About this exercise.
In the records that follow, find the line with "Identify every instance of the curly"; from there, retype every line exactly through the line with "Identify every instance of the woman in gray", which also belongs to the answer.

Point-per-instance localization data:
▬▬▬▬▬▬

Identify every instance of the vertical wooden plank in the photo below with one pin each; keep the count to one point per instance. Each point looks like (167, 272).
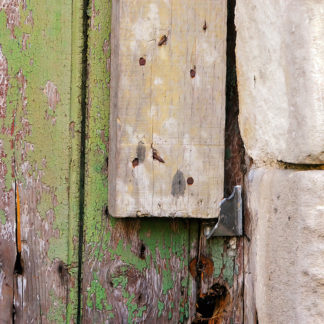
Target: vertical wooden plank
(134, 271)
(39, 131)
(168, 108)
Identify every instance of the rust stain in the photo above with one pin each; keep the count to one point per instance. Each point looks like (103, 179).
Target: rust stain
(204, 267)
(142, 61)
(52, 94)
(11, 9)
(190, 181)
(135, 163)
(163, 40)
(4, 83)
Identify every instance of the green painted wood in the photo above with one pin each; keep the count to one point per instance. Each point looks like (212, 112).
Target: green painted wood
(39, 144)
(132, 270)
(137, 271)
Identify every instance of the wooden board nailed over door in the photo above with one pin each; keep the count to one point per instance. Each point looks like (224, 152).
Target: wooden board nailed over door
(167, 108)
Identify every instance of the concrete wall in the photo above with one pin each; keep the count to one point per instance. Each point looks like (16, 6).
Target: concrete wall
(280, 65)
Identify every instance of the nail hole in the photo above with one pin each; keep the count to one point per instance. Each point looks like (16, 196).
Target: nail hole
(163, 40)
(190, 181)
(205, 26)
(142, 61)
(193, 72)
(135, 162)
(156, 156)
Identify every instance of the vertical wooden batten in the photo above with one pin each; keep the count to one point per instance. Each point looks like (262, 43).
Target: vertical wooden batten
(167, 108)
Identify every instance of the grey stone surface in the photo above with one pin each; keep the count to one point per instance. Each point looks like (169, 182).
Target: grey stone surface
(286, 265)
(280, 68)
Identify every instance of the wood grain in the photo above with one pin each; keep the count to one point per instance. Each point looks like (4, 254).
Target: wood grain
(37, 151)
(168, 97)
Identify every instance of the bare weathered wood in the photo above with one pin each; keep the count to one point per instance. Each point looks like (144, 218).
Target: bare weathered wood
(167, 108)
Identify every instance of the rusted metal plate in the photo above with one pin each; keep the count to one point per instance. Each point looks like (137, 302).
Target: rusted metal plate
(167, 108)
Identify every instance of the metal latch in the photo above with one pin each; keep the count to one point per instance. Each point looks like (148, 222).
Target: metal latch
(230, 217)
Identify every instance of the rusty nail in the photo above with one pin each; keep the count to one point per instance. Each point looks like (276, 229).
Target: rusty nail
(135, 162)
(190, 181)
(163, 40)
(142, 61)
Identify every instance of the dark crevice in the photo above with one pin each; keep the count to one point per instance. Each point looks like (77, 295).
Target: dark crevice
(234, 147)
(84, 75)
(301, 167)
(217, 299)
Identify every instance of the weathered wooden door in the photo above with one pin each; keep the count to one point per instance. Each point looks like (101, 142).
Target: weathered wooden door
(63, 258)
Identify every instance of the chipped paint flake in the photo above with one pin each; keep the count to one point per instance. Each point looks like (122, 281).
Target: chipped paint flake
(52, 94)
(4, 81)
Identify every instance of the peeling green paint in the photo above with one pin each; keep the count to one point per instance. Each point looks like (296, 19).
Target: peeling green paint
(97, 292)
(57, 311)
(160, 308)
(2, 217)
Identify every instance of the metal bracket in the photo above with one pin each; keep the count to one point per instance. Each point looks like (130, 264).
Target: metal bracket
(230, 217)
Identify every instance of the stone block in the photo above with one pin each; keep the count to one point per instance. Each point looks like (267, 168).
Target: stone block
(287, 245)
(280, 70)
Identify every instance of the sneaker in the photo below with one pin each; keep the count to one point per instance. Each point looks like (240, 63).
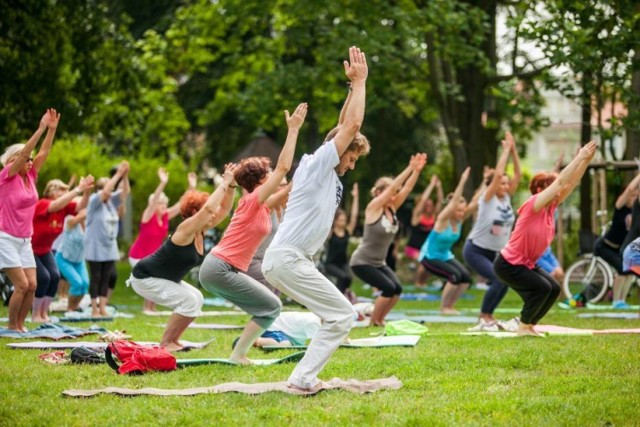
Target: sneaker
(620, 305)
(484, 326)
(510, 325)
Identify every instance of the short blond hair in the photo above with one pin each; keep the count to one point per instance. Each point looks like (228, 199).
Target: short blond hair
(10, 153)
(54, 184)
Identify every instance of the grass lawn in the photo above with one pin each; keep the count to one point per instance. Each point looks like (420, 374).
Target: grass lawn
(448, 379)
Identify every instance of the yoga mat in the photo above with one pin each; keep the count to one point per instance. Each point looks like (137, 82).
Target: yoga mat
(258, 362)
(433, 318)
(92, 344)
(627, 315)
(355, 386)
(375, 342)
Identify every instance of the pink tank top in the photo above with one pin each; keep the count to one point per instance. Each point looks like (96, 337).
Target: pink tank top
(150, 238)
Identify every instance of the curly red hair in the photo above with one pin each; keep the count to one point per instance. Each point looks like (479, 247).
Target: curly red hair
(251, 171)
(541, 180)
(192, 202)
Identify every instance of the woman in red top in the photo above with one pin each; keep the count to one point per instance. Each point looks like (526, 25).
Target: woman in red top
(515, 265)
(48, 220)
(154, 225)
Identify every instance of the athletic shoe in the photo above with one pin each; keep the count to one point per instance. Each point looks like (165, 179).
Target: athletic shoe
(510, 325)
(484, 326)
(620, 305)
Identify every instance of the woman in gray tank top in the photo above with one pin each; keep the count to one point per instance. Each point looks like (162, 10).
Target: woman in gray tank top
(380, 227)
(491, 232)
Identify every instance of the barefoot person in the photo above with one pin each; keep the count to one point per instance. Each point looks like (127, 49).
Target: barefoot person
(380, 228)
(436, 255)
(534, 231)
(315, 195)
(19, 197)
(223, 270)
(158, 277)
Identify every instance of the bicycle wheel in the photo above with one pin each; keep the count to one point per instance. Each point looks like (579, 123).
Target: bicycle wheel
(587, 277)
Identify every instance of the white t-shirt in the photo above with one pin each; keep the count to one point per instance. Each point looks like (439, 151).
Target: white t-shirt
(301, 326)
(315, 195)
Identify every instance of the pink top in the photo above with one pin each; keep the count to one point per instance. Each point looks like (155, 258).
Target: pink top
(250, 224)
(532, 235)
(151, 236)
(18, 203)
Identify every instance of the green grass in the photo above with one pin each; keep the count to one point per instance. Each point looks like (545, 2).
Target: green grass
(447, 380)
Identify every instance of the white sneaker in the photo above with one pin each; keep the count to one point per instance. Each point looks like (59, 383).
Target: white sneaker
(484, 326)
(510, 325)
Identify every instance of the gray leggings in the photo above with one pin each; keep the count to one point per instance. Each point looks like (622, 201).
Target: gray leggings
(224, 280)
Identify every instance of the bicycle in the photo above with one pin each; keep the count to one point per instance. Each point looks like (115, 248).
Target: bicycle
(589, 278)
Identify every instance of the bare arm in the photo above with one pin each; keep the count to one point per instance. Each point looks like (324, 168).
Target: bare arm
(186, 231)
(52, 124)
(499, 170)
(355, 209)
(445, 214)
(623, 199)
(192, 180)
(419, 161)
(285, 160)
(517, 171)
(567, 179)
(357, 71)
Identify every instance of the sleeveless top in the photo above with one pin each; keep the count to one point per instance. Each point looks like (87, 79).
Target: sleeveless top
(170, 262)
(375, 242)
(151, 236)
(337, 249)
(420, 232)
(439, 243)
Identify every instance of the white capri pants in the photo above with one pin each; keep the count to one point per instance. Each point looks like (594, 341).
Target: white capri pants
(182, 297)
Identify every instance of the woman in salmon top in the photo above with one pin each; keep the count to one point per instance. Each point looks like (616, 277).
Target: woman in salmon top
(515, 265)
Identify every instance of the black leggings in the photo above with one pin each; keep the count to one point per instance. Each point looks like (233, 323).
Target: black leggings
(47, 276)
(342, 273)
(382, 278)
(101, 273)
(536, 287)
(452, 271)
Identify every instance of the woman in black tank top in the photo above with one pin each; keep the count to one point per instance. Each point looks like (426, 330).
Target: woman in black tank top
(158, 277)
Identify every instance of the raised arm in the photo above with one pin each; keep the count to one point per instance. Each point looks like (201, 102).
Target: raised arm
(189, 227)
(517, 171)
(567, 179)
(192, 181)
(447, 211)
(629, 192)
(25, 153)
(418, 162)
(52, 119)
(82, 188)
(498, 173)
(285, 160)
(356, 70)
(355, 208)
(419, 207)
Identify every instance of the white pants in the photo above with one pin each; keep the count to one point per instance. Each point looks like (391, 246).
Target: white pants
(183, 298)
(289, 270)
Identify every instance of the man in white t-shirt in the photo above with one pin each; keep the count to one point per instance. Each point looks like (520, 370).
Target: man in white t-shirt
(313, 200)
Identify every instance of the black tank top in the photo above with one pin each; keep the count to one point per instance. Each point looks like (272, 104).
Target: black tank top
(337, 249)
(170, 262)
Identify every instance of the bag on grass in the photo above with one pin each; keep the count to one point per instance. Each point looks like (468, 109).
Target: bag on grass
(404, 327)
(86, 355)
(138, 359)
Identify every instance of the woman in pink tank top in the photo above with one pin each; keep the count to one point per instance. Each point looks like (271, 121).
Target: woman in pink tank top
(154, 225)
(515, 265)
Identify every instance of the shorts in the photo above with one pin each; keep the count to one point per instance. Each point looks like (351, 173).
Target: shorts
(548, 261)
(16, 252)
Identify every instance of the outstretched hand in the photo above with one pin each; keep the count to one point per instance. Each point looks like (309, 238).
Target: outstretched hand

▬▬▬▬▬▬

Result of the task.
Identify every instance of the curly red hair in the photo above with one pin each; keep the count to one point per instance. Each point looks like (479, 247).
Target: curly red hair
(251, 171)
(541, 180)
(192, 202)
Identify every instance of the woman in red top in the photo above with one pin each; keep the count to one point per instance. Each point looks like (526, 25).
Target: woman in red top
(515, 265)
(48, 220)
(154, 225)
Identify every instance of the athletic shoe in the photo above with one pin each; keep the count to one point per instance. Each point looks like (165, 179).
Target: athletic shoe
(510, 325)
(484, 326)
(620, 305)
Identify every instance of the woman in gray tank top in the photo above with one pin each; keep the count to one point per instance. Each point looks like (162, 10).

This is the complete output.